-- start --
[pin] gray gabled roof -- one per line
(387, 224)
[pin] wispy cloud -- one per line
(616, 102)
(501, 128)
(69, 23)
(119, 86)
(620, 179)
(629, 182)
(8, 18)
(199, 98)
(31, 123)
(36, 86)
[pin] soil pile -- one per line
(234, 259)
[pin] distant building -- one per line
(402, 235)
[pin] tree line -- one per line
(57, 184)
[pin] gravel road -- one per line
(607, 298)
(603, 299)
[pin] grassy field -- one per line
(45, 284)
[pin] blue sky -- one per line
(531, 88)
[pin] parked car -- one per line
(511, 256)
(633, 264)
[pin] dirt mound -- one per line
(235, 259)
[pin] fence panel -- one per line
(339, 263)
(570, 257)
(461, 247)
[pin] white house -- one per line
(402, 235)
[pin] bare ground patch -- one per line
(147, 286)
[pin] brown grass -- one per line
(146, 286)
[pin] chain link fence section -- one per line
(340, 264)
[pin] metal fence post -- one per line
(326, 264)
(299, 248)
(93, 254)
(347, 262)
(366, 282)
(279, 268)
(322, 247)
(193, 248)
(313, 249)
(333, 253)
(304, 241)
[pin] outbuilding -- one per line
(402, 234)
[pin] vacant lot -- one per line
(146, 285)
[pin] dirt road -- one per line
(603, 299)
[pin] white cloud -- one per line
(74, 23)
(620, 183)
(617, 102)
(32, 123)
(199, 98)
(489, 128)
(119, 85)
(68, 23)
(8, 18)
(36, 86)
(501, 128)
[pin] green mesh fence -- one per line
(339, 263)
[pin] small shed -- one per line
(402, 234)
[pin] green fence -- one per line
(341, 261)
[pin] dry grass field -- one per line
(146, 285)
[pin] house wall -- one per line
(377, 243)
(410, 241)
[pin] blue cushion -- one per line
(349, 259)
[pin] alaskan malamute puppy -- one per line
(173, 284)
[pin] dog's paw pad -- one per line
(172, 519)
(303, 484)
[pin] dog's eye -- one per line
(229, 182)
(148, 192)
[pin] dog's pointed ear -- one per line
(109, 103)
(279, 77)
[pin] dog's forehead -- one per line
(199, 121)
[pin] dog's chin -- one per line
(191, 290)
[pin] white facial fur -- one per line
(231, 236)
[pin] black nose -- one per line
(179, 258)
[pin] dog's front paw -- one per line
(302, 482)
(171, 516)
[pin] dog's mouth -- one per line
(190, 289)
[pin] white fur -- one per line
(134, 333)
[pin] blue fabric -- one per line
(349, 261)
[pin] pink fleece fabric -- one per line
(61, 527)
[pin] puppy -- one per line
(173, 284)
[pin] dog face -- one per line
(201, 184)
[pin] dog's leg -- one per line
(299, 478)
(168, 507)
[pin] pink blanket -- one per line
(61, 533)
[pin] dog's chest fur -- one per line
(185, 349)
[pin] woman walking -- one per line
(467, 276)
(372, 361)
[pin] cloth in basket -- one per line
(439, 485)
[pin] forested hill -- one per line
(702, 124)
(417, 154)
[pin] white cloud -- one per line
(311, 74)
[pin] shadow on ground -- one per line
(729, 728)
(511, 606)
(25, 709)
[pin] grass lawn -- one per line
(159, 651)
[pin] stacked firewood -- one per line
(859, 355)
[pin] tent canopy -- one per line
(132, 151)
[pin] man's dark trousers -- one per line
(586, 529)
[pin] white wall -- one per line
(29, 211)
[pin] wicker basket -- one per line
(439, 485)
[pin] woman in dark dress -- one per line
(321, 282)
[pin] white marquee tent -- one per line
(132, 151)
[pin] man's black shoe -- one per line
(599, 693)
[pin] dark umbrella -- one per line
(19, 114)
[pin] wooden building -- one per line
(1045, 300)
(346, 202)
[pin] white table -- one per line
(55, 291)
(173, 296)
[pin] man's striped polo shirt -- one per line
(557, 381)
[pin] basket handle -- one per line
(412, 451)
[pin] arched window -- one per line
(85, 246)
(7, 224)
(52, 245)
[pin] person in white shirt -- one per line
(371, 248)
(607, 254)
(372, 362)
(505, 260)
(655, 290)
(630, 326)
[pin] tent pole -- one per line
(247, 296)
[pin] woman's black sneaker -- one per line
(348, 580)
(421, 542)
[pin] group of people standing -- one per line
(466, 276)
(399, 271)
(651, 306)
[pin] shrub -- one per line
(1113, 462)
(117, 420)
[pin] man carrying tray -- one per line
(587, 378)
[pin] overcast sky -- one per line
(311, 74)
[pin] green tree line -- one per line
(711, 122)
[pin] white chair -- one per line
-- end --
» Your objective:
Please copy out every entry above word for word, keeping all the lines in their original order.

» Result:
[pin] gray gabled roof -- one per line
(387, 224)
[pin] wispy cloud -- one per line
(616, 102)
(501, 128)
(69, 23)
(119, 86)
(620, 179)
(629, 182)
(8, 18)
(199, 98)
(31, 123)
(36, 86)
[pin] soil pile -- one per line
(234, 259)
[pin] distant building -- one per line
(402, 235)
[pin] tree line -- one per line
(57, 184)
[pin] gravel road -- one per line
(607, 298)
(603, 299)
[pin] grassy field -- one per line
(45, 284)
[pin] blue sky -- one per line
(531, 88)
[pin] parked car -- one per line
(511, 256)
(633, 264)
[pin] dirt mound -- one per line
(235, 259)
[pin] fence panel -- one per line
(339, 263)
(570, 257)
(461, 247)
[pin] white house -- one per line
(402, 235)
[pin] bare ground patch -- one per line
(147, 286)
[pin] brown grass -- one per line
(146, 286)
[pin] chain link fence section -- one per line
(340, 264)
[pin] metal fence post -- one per line
(326, 264)
(299, 248)
(93, 254)
(347, 262)
(366, 282)
(279, 268)
(322, 247)
(193, 248)
(313, 249)
(333, 253)
(304, 241)
[pin] outbuilding -- one per line
(402, 234)
[pin] vacant lot -- one per line
(146, 285)
[pin] dirt road -- one per line
(603, 299)
[pin] white cloud -- one per line
(74, 23)
(620, 183)
(617, 102)
(32, 123)
(199, 98)
(489, 128)
(119, 85)
(68, 23)
(8, 18)
(36, 86)
(501, 128)
[pin] green mesh fence -- one per line
(339, 263)
[pin] small shed -- one per line
(402, 234)
[pin] green fence -- one per line
(341, 261)
[pin] dry grass field -- one per line
(146, 285)
[pin] house wall -- one per line
(377, 243)
(410, 241)
[pin] blue cushion -- one per line
(349, 259)
[pin] alaskan malamute puppy -- one per line
(173, 284)
[pin] dog's paw pad -- one per line
(172, 519)
(303, 484)
[pin] dog's eye -- one per line
(229, 182)
(148, 192)
[pin] dog's pointed ear -- one per line
(109, 103)
(279, 77)
[pin] dog's forehead -- one per line
(199, 121)
[pin] dog's chin -- one per line
(191, 290)
[pin] white facial fur -- one per line
(231, 236)
[pin] black nose -- one per line
(179, 258)
[pin] dog's front paw -- one per line
(302, 482)
(171, 516)
[pin] dog's mouth -- one per line
(190, 289)
[pin] white fur -- one per line
(134, 333)
[pin] blue fabric -- one per line
(349, 261)
[pin] pink fleece fabric -- one per line
(61, 527)
[pin] puppy -- one per line
(173, 284)
[pin] dog face -- one per line
(201, 184)
[pin] dog's leg -- one per line
(299, 478)
(168, 507)
[pin] pink blanket -- one per line
(61, 533)
[pin] dog's chest fur -- one per line
(185, 349)
[pin] woman walking -- one per line
(467, 276)
(372, 361)
[pin] cloth in basket -- one per line
(439, 485)
[pin] forested hill -- one per line
(702, 124)
(417, 154)
[pin] white cloud -- one per line
(311, 74)
[pin] shadow on ground -- one per line
(729, 728)
(511, 606)
(25, 709)
[pin] grass lawn -- one per line
(159, 651)
[pin] stacked firewood -- one per line
(859, 355)
[pin] tent canopy -- one per line
(132, 151)
[pin] man's dark trousers -- one per line
(586, 529)
[pin] white wall -- one per line
(29, 211)
[pin] wicker basket -- one per line
(439, 485)
[pin] woman in dark dress -- one per line
(321, 282)
[pin] white marquee tent -- one per line
(132, 151)
[pin] man's black shoe -- one per line
(599, 693)
[pin] dark umbrella -- one per line
(19, 114)
[pin] wooden building -- one per line
(1045, 300)
(346, 202)
[pin] white table -- one per line
(55, 291)
(173, 296)
[pin] man's striped polo shirt -- one per line
(557, 381)
[pin] basket handle -- one per line
(412, 451)
[pin] arched window -- one per line
(85, 246)
(7, 224)
(52, 245)
[pin] person in white shirt -- one per line
(371, 248)
(607, 254)
(372, 362)
(505, 260)
(655, 290)
(630, 326)
[pin] tent pole -- one per line
(247, 296)
[pin] woman's black sneaker -- one per line
(348, 580)
(421, 542)
[pin] group of people standing -- one per line
(466, 276)
(399, 271)
(651, 306)
[pin] shrub -- one per line
(1113, 462)
(117, 420)
[pin] man carrying tray -- one per line
(587, 378)
[pin] overcast sky -- one per line
(311, 74)
[pin] green tree line -- one per line
(711, 122)
[pin] white chair -- one per line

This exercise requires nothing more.